[Dataset rows]
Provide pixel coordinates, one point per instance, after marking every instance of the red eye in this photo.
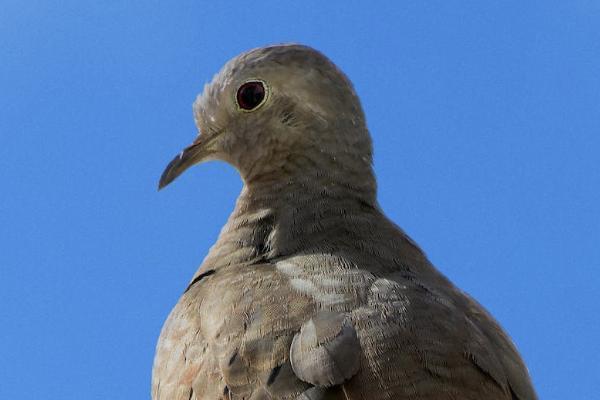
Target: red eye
(250, 95)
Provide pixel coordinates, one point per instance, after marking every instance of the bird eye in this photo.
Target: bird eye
(250, 95)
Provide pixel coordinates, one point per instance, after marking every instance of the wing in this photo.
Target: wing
(421, 344)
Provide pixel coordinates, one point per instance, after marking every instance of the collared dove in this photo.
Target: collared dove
(310, 291)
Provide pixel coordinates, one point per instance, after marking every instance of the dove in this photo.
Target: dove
(310, 292)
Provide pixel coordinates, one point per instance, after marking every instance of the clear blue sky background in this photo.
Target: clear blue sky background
(486, 123)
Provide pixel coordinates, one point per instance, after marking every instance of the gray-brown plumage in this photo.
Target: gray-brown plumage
(310, 291)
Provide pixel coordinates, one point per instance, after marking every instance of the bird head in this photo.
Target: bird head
(278, 111)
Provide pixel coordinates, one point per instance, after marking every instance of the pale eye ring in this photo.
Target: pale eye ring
(251, 95)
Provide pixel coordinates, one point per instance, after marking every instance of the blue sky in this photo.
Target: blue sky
(486, 124)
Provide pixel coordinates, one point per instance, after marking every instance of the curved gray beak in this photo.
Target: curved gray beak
(195, 153)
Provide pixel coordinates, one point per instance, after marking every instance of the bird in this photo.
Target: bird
(310, 292)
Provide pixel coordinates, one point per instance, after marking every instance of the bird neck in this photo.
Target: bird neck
(275, 218)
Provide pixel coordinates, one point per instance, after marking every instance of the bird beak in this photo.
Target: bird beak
(195, 153)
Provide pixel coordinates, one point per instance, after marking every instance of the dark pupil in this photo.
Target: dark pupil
(250, 95)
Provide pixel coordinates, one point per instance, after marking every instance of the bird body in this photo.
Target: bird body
(310, 291)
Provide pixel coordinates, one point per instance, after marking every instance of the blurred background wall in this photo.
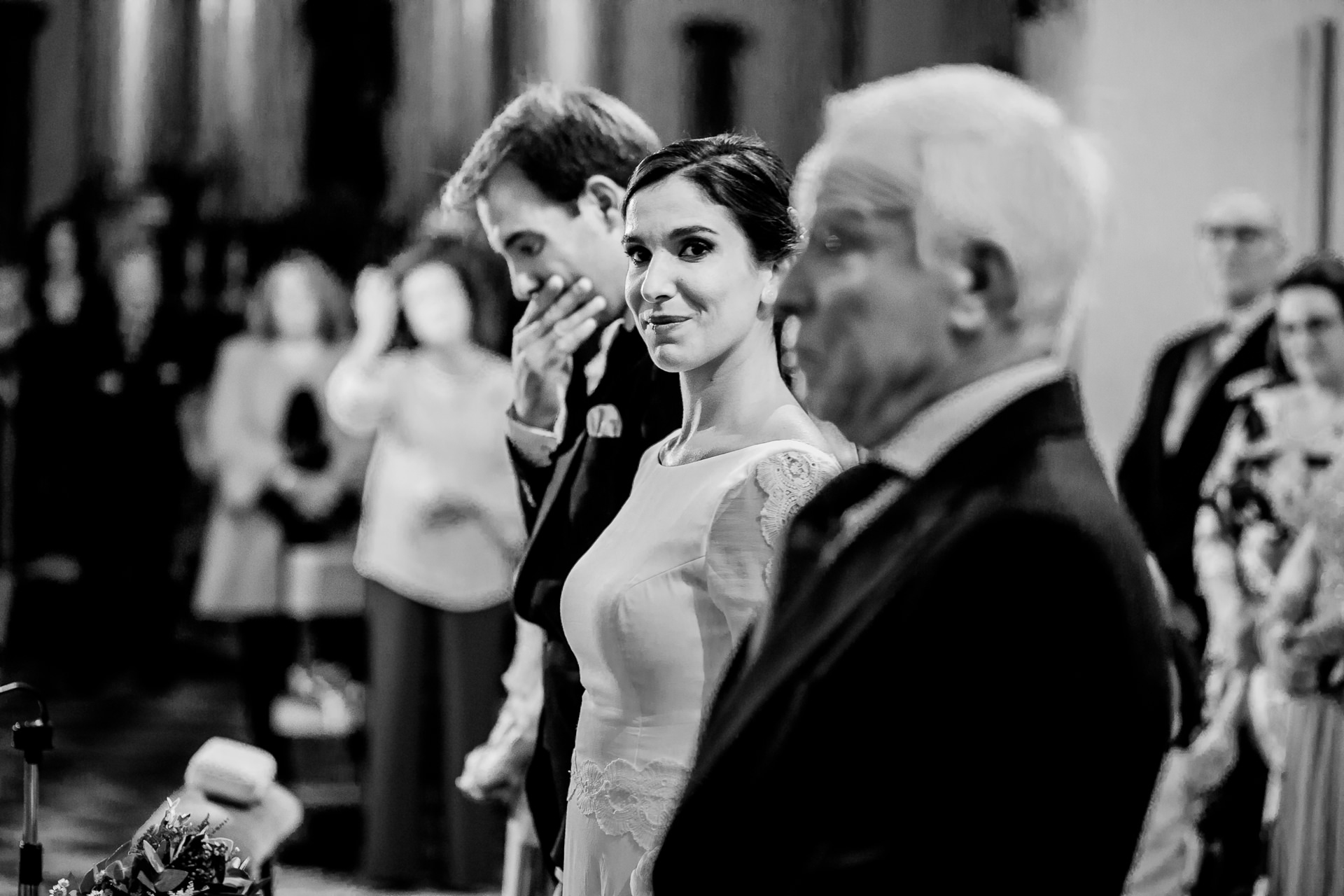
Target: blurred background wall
(1190, 96)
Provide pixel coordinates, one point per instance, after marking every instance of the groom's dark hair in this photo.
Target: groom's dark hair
(558, 137)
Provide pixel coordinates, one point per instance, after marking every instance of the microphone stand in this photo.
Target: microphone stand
(31, 739)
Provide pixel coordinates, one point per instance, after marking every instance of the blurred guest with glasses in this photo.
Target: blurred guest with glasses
(1182, 425)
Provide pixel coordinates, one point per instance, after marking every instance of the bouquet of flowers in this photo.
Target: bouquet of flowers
(176, 858)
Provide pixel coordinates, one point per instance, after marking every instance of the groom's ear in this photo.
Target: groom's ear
(605, 197)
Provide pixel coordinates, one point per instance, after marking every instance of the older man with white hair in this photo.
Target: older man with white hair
(961, 685)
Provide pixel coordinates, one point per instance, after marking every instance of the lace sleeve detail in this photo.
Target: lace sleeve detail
(746, 531)
(790, 480)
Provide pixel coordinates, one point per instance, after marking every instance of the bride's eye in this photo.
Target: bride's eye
(695, 248)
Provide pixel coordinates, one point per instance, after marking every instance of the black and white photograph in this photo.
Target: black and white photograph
(672, 448)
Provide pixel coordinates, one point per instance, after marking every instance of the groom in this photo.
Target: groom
(547, 179)
(961, 685)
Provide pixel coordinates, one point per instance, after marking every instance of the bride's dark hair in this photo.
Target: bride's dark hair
(743, 176)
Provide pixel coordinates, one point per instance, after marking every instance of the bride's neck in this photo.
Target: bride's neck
(727, 394)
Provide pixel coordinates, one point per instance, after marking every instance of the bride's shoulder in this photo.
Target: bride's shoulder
(790, 424)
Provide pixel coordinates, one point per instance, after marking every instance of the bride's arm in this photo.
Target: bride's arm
(495, 770)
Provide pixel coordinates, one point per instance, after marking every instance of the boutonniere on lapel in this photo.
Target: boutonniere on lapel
(604, 422)
(111, 383)
(169, 374)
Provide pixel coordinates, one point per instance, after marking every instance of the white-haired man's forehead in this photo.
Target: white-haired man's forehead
(944, 99)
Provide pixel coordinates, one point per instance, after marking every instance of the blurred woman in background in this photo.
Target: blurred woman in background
(1260, 496)
(1303, 626)
(286, 476)
(441, 533)
(52, 426)
(136, 469)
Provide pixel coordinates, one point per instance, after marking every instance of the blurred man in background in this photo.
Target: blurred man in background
(1182, 425)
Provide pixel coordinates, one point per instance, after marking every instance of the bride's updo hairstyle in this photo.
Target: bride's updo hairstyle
(741, 175)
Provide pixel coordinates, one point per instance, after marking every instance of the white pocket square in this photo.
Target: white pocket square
(604, 422)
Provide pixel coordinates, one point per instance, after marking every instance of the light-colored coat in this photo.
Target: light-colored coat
(244, 561)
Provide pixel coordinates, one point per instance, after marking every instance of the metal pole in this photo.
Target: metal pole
(1327, 162)
(31, 739)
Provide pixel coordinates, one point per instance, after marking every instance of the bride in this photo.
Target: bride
(660, 601)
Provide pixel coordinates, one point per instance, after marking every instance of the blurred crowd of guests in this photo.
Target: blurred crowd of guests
(200, 430)
(220, 454)
(1231, 476)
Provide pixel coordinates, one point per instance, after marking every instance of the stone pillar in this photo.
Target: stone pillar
(19, 24)
(252, 83)
(137, 85)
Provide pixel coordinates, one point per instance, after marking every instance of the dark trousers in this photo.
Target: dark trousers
(549, 774)
(435, 694)
(1231, 827)
(268, 647)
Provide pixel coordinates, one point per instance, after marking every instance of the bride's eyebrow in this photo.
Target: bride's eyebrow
(691, 230)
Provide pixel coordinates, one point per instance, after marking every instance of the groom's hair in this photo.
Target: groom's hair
(558, 137)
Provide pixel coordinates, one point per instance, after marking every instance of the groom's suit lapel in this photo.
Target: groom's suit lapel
(835, 599)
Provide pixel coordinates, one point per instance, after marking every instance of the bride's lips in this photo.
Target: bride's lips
(664, 321)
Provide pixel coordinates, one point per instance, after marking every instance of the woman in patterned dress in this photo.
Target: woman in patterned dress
(1259, 495)
(659, 603)
(1303, 630)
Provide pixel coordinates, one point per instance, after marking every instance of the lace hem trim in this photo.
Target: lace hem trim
(624, 799)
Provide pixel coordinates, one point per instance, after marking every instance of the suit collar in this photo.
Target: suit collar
(941, 426)
(909, 528)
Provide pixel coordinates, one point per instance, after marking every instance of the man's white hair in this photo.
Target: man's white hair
(977, 155)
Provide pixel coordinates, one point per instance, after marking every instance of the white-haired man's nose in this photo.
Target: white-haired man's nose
(657, 284)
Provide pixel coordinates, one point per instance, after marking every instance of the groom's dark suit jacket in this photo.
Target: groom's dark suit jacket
(566, 505)
(971, 697)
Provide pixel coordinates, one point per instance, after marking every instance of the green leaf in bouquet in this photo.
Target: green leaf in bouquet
(153, 858)
(169, 880)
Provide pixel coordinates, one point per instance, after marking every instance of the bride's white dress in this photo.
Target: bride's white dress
(654, 612)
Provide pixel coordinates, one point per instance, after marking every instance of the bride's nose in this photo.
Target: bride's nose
(659, 282)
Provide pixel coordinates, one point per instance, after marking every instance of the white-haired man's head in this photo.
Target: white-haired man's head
(952, 211)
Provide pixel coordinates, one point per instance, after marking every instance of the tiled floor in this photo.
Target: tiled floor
(116, 761)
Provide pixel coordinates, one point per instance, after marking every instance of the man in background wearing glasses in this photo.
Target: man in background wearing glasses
(1161, 469)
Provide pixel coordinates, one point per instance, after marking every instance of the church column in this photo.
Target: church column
(20, 20)
(252, 93)
(134, 93)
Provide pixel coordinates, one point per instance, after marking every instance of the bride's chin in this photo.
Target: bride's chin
(670, 359)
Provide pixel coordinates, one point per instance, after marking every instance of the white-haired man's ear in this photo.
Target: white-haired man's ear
(987, 286)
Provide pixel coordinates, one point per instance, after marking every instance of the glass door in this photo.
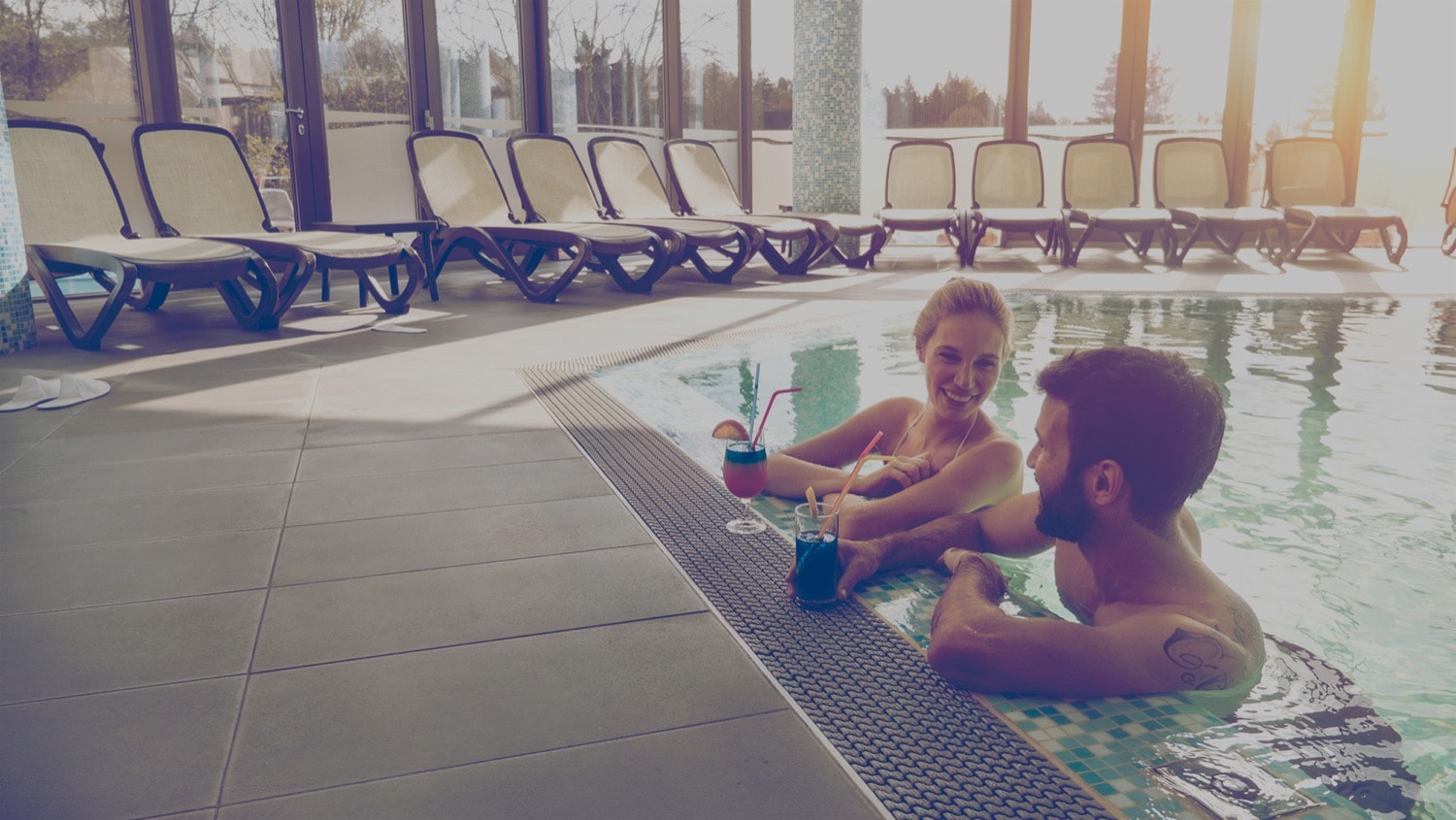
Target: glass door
(230, 72)
(364, 90)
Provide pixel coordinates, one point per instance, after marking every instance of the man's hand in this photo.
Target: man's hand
(858, 560)
(990, 580)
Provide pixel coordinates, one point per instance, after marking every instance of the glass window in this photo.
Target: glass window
(1187, 76)
(772, 49)
(480, 66)
(606, 60)
(931, 81)
(366, 98)
(1295, 82)
(229, 75)
(1072, 79)
(73, 63)
(1409, 116)
(710, 31)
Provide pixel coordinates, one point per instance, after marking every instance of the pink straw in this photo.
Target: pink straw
(849, 481)
(765, 420)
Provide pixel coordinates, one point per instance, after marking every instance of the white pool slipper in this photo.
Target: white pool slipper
(76, 389)
(31, 392)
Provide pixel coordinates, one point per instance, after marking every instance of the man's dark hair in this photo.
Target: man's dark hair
(1147, 411)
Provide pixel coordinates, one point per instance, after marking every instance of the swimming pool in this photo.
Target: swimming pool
(1333, 508)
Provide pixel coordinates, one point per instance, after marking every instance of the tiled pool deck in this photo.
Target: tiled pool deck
(334, 573)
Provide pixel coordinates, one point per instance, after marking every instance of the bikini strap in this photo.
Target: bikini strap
(909, 429)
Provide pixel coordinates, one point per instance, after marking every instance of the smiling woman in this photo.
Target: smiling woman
(943, 453)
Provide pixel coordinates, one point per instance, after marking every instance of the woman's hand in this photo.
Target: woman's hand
(896, 476)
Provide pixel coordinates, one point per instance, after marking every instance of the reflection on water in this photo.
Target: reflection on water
(1333, 508)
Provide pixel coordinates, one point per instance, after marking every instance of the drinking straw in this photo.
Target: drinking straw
(850, 479)
(765, 420)
(753, 404)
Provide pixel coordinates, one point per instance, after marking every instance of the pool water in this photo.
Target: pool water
(1333, 508)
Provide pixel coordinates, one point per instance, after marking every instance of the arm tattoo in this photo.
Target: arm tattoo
(1202, 657)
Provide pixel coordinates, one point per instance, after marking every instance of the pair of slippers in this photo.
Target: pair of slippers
(54, 393)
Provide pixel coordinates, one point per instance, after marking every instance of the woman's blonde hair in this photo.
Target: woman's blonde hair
(963, 296)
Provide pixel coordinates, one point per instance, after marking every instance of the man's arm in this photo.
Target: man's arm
(976, 645)
(1007, 529)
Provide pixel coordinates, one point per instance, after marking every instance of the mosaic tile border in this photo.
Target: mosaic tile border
(923, 747)
(1139, 756)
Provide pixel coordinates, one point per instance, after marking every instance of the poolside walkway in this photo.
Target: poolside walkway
(337, 573)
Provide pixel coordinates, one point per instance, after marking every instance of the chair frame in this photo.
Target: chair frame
(1146, 224)
(119, 273)
(1208, 221)
(765, 229)
(1341, 229)
(978, 221)
(689, 236)
(952, 227)
(494, 246)
(288, 247)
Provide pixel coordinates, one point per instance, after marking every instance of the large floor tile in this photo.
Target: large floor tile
(482, 602)
(355, 721)
(765, 765)
(373, 497)
(148, 476)
(12, 452)
(81, 651)
(142, 517)
(118, 755)
(134, 572)
(346, 549)
(98, 447)
(28, 426)
(390, 458)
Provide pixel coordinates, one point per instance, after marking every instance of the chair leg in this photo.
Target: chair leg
(78, 334)
(396, 303)
(736, 258)
(1395, 255)
(1304, 241)
(261, 314)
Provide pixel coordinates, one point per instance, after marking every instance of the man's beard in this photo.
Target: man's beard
(1065, 510)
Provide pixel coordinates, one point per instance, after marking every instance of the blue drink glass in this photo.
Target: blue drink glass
(815, 557)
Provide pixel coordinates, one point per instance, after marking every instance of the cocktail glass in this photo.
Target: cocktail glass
(745, 473)
(815, 557)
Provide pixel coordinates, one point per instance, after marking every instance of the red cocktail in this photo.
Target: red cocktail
(745, 473)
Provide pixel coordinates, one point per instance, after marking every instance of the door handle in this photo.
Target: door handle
(299, 114)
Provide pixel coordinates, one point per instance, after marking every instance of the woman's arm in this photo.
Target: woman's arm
(980, 476)
(818, 462)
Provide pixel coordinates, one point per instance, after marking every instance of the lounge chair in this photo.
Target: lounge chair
(1100, 192)
(1305, 182)
(920, 189)
(198, 183)
(555, 186)
(1191, 180)
(631, 189)
(460, 191)
(1449, 238)
(702, 188)
(75, 223)
(705, 182)
(1008, 192)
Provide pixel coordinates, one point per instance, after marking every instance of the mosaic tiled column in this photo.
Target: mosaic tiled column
(17, 314)
(826, 105)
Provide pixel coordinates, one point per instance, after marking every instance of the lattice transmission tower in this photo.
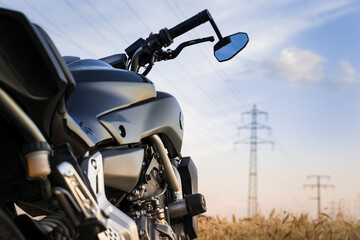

- Required task: Please rewrite the stretch from the line containing "frame in this photo." through the line containing "(1065, 510)", putting "big floor tile" in place of "large floor tile" and keeping everything else unchanged.

- Result of the task:
Provide pixel coordinates, one point per instance, after marking every instance of the chair frame in this photo.
Target: chair frame
(1146, 224)
(119, 273)
(1208, 221)
(765, 229)
(1341, 229)
(978, 221)
(689, 236)
(952, 227)
(494, 246)
(288, 247)
Provide pixel coordinates, one point per instance, after marking every instance of the big floor tile in this photo.
Target: big floor tile
(482, 602)
(355, 721)
(765, 765)
(373, 497)
(148, 476)
(12, 452)
(81, 651)
(142, 517)
(118, 755)
(134, 572)
(346, 549)
(98, 447)
(28, 426)
(390, 458)
Provide pixel coordinates, one point per instance, after marking every instance of the chair leg in this photo.
Target: chair leg
(78, 334)
(396, 303)
(736, 258)
(1395, 255)
(1304, 241)
(261, 314)
Provide pixel coordinates, one point per instance, after marking every instance of the man's beard in this photo.
Target: man's beard
(1065, 510)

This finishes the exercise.